(Excerpt provided)
BEGIN

The Federal Reserve paused its series of interest rate hikes on Sept. 20, leaving its target for the key federal funds rate, which influences everything from car loans to savings accounts, at between 5.25 percent and 5.5 percent.
The Fed has gradually nudged rates from near zero in March 2020 to north of 5 percent today, and that has had a big impact on your money. For savers, higher rates are great news: You can now earn 5 percent or more on safe, reliable investments from your bank or brokerage. On the other side of the household ledger, however, higher rates mean bigger loan payments on big-ticket items like automobiles and houses.
Why is the Fed raising rates? Put simply, to slow the economy and reduce inflation. When it’s more expensive to borrow money, businesses and consumers alike are less likely to spend as much of it. That, in turn, slows growth and demand. Here’s more on how the rate hikes can affect you and your money.
Happy days for savers
Although the Fed’s rate hikes have cooled the economy, they have been a gift to savers. After the Fed dropped rates to near zero at the onset of the pandemic, the most savers could get from a bank certificate of deposit (CD) was a warm handshake from a teller.
No longer. Some banks are offering as much as 5.6 percent on a one-year CD, according to Bankrate.com. That’s $560 on a $10,000 deposit. Similarly, ultrasafe, short-term Treasury securities are also offering yields above 5.5 percent. A few online banks are paying 5 percent interest on savings accounts with no minimum balance.

END

(Extracted information)
BEGIN

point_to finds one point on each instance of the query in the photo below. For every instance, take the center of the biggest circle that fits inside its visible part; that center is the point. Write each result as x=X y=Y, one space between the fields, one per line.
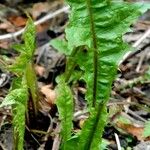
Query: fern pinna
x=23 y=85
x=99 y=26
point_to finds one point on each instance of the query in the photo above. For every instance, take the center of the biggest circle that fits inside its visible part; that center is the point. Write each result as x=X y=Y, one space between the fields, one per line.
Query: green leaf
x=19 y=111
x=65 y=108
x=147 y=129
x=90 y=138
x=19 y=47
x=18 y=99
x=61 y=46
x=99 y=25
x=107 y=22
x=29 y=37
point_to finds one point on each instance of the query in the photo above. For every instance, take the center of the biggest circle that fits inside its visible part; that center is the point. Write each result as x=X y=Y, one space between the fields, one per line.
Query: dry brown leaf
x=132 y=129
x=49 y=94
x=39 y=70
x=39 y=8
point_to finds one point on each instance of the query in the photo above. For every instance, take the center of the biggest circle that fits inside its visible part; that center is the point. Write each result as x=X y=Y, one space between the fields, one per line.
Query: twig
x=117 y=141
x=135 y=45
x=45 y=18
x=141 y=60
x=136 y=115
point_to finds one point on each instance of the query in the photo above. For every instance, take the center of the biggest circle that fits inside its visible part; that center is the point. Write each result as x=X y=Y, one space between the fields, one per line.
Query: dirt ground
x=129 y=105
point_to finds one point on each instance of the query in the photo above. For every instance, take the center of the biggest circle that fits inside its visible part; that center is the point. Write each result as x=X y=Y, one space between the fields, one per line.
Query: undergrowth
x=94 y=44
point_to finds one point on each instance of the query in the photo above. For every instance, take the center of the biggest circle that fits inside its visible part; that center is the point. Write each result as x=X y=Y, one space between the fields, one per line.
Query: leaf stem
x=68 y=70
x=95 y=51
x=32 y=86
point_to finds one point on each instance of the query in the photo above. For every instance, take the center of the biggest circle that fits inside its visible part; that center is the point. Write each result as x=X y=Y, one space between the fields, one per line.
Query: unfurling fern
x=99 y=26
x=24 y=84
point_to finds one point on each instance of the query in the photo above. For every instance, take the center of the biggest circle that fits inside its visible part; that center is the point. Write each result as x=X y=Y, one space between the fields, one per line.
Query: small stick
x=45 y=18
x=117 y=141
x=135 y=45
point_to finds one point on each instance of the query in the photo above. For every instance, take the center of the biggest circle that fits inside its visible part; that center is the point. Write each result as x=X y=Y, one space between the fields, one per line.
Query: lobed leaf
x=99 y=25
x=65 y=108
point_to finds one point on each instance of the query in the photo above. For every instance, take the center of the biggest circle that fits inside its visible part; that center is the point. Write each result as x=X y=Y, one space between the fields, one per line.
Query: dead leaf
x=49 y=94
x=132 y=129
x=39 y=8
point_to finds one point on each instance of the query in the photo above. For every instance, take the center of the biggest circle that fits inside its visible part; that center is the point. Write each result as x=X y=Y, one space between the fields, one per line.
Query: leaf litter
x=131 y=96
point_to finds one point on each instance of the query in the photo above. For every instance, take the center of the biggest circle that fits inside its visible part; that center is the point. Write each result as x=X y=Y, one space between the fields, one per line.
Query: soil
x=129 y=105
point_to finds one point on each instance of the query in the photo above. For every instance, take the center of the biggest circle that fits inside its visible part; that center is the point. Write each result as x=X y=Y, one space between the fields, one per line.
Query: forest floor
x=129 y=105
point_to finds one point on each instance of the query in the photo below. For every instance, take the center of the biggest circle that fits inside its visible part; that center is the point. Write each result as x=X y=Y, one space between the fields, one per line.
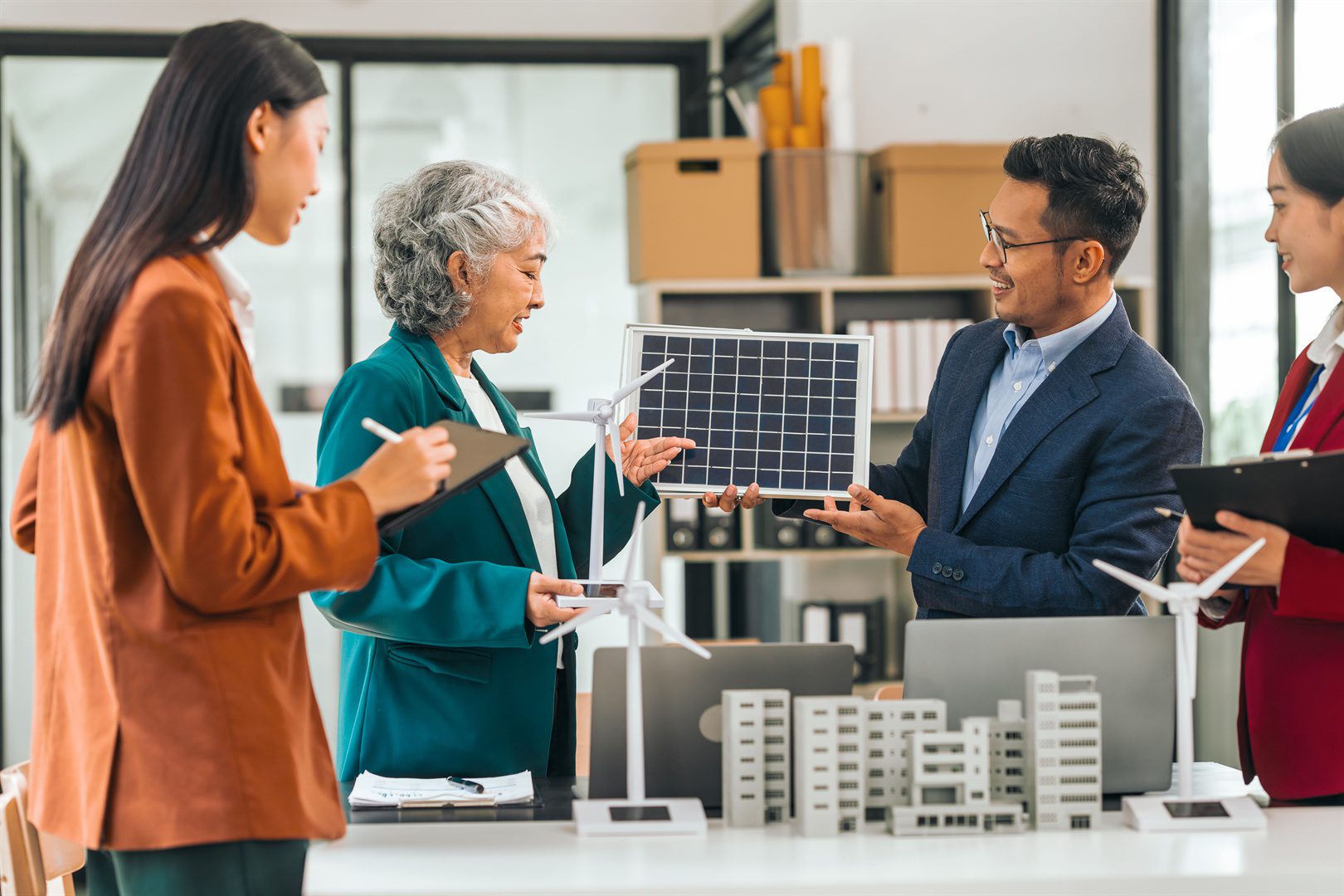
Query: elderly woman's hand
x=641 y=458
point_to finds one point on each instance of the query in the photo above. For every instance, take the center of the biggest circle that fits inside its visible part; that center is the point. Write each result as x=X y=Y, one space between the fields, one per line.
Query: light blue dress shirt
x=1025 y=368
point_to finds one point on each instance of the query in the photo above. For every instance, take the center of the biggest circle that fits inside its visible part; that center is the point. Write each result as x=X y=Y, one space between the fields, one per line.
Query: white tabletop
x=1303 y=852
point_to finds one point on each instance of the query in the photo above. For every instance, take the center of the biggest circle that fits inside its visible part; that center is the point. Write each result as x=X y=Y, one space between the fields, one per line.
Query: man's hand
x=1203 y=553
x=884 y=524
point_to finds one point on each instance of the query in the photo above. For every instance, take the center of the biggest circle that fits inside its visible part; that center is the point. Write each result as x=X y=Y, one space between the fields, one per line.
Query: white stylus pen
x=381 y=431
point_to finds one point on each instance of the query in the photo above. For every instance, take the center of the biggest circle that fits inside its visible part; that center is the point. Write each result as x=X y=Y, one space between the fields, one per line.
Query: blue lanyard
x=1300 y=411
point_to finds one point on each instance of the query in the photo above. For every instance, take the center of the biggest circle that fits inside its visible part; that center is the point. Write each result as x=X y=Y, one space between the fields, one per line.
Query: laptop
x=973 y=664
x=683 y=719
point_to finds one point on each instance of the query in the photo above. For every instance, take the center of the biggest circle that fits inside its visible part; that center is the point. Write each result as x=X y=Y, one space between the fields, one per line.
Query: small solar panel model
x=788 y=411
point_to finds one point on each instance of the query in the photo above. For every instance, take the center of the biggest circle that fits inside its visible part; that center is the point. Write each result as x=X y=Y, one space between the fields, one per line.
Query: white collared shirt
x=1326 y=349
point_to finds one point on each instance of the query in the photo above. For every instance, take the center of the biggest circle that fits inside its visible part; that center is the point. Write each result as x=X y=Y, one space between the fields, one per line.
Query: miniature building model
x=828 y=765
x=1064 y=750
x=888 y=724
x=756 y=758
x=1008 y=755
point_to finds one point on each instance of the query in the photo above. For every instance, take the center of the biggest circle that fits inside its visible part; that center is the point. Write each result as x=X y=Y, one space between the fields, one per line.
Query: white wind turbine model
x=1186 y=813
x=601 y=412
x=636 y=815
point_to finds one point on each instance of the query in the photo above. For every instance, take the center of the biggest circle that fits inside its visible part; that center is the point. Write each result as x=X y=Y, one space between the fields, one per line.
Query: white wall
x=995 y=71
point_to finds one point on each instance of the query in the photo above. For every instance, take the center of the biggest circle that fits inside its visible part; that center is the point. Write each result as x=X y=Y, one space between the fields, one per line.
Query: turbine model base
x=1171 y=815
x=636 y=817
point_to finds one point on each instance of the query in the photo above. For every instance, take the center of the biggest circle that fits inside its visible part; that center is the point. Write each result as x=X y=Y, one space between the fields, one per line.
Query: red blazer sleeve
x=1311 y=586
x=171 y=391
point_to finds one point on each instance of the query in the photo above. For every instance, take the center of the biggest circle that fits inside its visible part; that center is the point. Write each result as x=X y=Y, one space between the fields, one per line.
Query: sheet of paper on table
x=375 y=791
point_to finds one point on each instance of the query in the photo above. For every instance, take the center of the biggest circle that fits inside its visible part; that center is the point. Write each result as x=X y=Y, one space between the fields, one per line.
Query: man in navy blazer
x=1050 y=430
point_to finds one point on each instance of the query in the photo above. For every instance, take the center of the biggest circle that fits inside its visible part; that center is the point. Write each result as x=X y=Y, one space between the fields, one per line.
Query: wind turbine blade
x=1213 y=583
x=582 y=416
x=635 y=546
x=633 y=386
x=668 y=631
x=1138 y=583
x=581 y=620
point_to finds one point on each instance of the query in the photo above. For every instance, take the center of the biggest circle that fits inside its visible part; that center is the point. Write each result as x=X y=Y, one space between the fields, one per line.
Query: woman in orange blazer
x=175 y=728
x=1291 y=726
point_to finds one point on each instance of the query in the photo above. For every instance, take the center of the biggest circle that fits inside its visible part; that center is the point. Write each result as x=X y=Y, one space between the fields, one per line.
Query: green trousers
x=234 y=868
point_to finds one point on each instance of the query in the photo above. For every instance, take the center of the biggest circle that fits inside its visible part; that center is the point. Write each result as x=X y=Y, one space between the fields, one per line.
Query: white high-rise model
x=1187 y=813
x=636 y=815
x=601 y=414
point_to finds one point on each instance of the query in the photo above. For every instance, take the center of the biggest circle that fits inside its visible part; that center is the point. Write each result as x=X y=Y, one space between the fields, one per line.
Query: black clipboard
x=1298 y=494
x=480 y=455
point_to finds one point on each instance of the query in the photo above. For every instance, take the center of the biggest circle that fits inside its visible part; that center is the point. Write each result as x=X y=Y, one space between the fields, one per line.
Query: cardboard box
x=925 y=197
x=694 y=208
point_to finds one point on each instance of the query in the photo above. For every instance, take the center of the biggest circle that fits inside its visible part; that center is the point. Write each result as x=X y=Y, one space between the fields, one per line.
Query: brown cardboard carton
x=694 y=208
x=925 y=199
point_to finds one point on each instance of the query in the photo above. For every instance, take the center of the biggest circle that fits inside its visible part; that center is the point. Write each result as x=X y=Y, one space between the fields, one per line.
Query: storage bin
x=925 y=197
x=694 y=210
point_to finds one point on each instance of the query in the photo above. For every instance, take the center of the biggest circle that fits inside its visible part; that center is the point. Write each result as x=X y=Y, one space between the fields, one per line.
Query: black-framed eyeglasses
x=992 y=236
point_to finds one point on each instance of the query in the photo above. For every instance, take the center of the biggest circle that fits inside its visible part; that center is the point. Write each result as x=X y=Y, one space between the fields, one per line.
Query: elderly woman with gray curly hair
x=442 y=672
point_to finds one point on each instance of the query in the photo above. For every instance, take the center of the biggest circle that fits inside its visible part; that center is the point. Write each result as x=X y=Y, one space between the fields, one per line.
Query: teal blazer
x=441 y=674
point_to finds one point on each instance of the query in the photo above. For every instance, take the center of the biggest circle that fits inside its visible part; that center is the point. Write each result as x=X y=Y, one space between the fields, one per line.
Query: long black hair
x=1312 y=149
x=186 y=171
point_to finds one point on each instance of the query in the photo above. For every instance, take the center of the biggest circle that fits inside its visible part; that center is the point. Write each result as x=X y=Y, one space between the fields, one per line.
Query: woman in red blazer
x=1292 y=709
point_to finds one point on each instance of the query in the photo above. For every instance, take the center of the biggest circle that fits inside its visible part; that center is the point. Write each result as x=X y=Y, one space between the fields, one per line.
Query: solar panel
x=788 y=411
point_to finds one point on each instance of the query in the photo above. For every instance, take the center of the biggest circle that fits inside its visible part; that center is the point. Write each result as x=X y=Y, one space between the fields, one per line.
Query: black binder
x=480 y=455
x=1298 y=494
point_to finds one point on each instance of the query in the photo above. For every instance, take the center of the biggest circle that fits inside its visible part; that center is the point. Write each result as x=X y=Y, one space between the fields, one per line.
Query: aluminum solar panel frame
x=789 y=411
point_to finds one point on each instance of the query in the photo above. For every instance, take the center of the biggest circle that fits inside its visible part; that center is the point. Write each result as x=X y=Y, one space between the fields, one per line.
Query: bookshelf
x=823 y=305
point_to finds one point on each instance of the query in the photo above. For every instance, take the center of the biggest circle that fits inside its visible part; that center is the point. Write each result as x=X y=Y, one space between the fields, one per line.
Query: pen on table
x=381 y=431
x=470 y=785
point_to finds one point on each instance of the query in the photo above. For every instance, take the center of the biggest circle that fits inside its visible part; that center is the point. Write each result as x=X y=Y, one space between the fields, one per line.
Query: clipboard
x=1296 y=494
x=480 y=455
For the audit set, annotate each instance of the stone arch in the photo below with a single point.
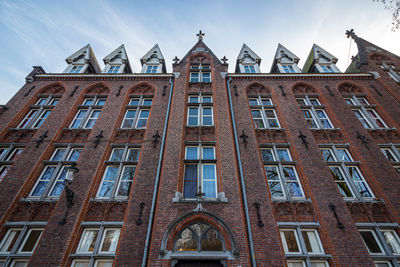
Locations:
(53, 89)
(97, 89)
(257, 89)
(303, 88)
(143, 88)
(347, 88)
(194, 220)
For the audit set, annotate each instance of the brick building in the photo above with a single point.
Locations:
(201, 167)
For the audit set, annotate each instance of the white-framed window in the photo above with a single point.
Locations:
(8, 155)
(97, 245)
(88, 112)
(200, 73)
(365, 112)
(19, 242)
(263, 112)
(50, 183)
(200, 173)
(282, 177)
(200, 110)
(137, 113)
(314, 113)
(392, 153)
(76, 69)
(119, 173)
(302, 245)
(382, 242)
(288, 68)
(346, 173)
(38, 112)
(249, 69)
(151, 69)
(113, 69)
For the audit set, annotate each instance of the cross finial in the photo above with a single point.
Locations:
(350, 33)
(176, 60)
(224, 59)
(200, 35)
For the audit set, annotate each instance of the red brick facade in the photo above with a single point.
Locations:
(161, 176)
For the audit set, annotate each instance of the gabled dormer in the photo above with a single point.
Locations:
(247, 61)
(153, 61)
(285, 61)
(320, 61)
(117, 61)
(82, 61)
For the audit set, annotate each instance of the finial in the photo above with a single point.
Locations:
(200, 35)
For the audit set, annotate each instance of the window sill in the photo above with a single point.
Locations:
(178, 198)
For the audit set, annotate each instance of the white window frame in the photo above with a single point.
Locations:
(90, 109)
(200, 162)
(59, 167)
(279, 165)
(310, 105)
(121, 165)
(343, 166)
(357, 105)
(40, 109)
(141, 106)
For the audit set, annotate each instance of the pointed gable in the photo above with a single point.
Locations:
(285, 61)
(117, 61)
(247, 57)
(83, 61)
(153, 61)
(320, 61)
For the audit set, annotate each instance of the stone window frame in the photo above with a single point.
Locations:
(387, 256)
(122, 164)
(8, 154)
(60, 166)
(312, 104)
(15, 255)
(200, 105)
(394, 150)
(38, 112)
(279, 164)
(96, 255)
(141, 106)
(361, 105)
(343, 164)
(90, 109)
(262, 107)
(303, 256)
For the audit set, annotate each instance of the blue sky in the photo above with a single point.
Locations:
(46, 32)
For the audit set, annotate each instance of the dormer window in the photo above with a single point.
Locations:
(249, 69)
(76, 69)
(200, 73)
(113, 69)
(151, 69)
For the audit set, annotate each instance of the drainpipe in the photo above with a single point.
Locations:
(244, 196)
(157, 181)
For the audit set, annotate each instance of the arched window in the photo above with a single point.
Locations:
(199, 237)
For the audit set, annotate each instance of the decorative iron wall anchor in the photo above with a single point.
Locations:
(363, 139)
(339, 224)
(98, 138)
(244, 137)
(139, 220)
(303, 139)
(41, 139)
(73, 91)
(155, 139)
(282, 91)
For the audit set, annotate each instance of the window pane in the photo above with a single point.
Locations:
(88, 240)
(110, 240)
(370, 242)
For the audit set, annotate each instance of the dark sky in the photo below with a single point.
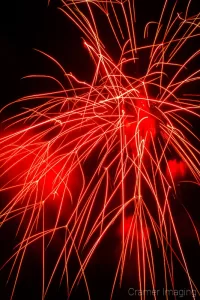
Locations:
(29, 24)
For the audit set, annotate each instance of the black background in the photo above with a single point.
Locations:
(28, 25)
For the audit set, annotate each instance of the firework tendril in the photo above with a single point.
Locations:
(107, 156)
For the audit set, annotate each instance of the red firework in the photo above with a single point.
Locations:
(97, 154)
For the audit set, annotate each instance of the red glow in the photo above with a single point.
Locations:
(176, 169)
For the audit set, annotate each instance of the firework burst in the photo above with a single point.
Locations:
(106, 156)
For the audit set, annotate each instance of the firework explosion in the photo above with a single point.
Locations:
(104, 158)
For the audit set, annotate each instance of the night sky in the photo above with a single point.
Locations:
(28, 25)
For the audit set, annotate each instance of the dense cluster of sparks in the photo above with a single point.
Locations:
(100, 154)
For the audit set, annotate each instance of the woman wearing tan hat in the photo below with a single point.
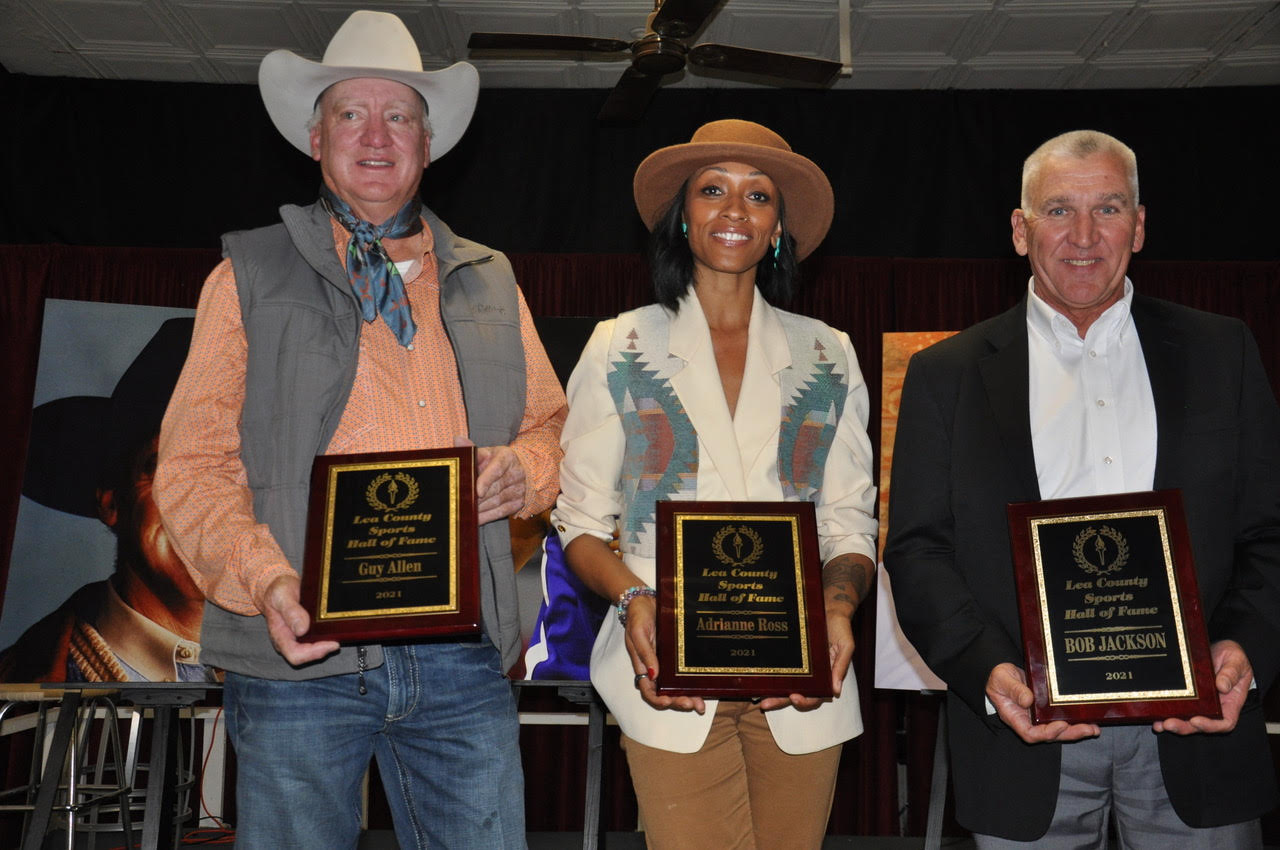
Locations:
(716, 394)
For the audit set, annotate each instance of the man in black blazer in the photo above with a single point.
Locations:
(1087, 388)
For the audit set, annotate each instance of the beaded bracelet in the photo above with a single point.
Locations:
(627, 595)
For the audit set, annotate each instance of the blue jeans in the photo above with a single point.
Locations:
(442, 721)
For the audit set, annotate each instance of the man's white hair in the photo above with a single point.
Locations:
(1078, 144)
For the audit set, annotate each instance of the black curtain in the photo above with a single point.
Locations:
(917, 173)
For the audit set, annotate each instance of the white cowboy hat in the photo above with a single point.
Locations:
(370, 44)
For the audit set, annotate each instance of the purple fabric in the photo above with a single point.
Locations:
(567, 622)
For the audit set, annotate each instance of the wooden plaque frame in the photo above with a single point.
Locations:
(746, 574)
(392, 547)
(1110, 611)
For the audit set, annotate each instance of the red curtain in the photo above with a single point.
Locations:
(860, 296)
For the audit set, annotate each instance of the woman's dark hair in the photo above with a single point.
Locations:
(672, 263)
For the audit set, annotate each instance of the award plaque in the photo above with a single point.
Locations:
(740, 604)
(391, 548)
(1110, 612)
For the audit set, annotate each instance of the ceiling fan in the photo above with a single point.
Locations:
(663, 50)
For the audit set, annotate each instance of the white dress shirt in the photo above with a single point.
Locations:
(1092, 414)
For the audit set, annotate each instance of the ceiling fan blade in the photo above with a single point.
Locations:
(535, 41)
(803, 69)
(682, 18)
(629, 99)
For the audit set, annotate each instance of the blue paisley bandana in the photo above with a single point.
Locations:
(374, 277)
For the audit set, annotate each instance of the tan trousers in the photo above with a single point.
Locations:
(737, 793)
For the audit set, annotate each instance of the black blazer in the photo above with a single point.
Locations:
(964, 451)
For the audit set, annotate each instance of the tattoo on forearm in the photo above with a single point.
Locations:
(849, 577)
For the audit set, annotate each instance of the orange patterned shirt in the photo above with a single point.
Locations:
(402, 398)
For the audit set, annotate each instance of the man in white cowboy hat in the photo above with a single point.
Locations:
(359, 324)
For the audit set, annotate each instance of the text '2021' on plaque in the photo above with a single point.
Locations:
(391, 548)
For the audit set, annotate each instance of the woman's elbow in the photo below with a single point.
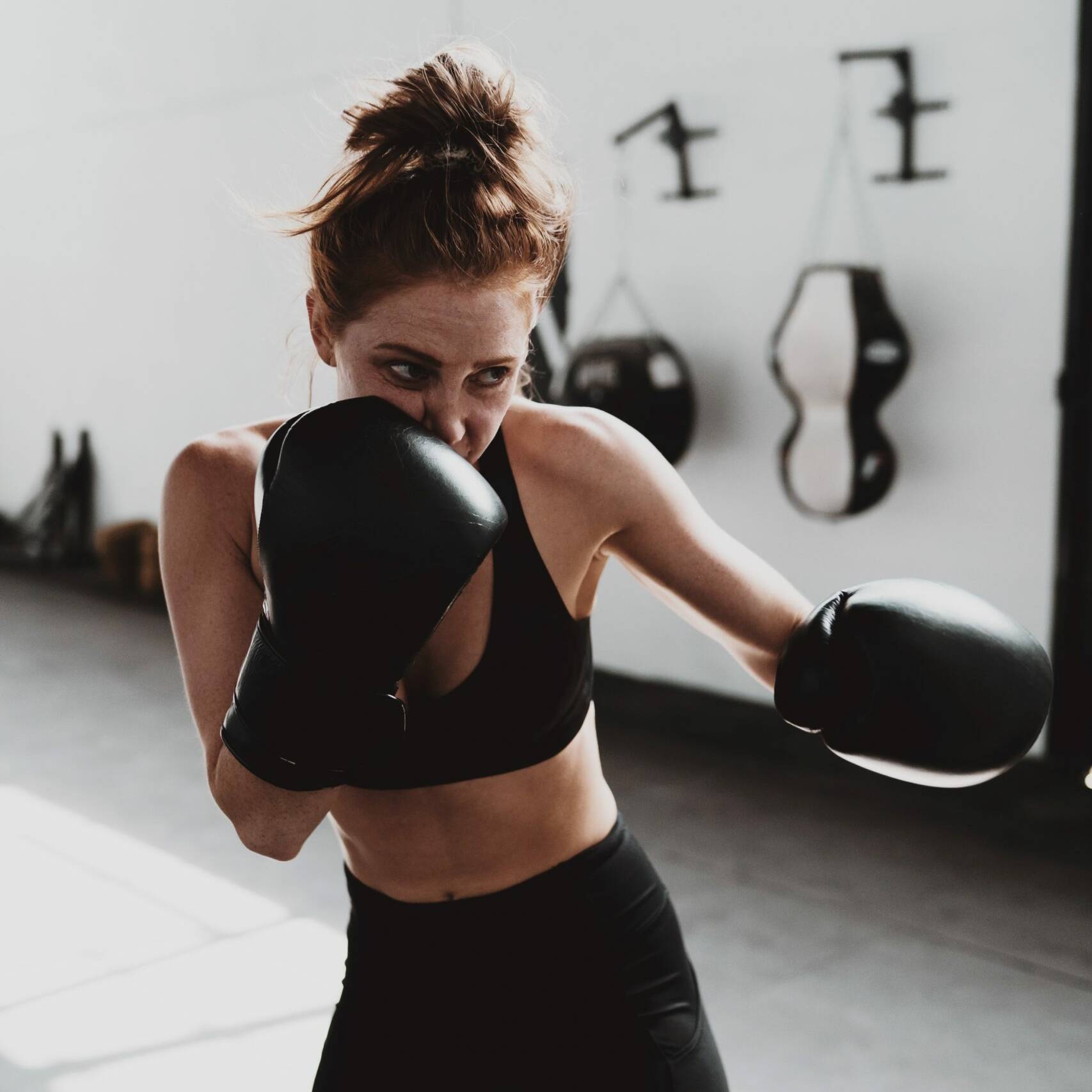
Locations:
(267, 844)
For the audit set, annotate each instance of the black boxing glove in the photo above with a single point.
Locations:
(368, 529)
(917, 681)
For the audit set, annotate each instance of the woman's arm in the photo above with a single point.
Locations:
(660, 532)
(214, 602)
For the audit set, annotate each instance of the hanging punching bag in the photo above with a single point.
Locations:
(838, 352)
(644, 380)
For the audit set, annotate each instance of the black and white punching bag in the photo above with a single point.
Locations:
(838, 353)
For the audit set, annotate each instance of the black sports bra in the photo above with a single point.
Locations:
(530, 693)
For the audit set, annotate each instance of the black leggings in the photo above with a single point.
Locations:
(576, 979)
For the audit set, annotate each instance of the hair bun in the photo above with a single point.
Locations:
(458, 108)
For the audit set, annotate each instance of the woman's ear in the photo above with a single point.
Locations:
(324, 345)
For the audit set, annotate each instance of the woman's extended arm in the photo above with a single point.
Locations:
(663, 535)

END

(Tasks for this exercise)
(a) In the passage on Federal Reserve interest rates, what target range for the federal funds rate did the Fed leave in place on Sept. 20?
(b) Continue the passage on Federal Reserve interest rates after its last sentence.
The lines are separate material and are not part of the passage on Federal Reserve interest rates.

(Replies)
(a) Between 5.25 percent and 5.5 percent.

(b)
“Online banks, community banks and credit unions have been raising rates to very competitive levels,” McBride says. “Put your money where it will be welcomed with open arms and higher yields.”
Another benefit of higher rates: Inflation has fallen from an annual rate of 9.1 percent in June 2022 to 3.7 percent in August 2023. Although that’s higher than the Fed would like — it’s aiming for 2 percent inflation — it means that savers can get a positive return from their investments after inflation. When inflation was soaring, the combination of low interest rates and rising prices meant that savers effectively lost money after inflation.
Tougher times for borrowers
For those shopping for a new home, rising rates have been as welcome as a flooded basement. A 30-year fixed-rate mortgage is now averaging 7.18 percent, up from a low of less than 3 percent in 2020 and 2021.